:: Data shown ::
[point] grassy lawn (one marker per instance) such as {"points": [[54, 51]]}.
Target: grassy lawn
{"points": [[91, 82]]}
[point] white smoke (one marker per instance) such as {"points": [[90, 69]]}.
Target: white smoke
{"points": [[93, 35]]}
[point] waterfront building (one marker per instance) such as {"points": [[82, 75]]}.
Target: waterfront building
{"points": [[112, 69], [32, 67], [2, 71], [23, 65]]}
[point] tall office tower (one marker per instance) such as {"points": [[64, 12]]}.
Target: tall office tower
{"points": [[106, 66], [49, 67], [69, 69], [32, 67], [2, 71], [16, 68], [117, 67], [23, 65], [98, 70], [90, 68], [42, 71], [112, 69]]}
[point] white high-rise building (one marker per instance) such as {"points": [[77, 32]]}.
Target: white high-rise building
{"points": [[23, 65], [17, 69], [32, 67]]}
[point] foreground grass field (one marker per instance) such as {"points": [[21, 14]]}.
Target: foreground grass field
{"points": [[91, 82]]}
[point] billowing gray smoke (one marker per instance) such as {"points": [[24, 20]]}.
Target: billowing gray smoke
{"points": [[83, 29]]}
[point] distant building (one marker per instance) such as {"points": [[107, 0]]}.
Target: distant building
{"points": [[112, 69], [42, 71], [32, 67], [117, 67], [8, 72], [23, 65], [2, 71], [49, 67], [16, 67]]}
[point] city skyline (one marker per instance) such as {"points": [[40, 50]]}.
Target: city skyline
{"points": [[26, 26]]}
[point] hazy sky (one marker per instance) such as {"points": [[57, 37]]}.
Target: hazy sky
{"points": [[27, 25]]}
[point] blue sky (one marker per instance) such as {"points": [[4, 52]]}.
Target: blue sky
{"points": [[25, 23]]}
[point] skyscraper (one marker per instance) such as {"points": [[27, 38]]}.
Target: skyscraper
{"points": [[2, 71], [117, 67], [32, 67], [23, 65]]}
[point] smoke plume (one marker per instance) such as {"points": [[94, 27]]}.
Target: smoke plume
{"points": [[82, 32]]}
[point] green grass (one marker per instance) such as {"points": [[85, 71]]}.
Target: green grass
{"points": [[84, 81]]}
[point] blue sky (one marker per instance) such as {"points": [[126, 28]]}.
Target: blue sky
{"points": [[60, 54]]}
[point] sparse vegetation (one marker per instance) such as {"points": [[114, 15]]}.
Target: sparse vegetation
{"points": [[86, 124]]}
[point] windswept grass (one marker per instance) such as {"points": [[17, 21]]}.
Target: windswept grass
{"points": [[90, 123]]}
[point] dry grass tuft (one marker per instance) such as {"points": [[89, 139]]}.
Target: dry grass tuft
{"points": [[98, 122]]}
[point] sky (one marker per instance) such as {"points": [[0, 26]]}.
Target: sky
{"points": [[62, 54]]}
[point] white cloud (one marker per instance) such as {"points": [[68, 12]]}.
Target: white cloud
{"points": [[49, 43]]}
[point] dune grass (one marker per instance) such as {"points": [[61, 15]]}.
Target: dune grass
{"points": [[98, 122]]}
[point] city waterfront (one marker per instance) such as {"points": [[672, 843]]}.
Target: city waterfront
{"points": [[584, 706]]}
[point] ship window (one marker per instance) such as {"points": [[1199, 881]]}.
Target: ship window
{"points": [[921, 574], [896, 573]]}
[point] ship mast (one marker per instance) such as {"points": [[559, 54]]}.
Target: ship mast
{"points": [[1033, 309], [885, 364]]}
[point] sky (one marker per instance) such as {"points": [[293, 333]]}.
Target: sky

:: Written instruction ::
Rewrite the listing as a numbered list, starting with the line that contains "[point] ship mast" and continuing through the final line of the listing, both included. Leave out any blank lines.

:: Written response ::
1. [point] ship mast (one marker per instance) such as {"points": [[559, 54]]}.
2. Target: ship mast
3. {"points": [[1033, 309], [885, 364]]}
4. [point] sky (one marker per instance) such as {"points": [[293, 333]]}.
5. Target: sky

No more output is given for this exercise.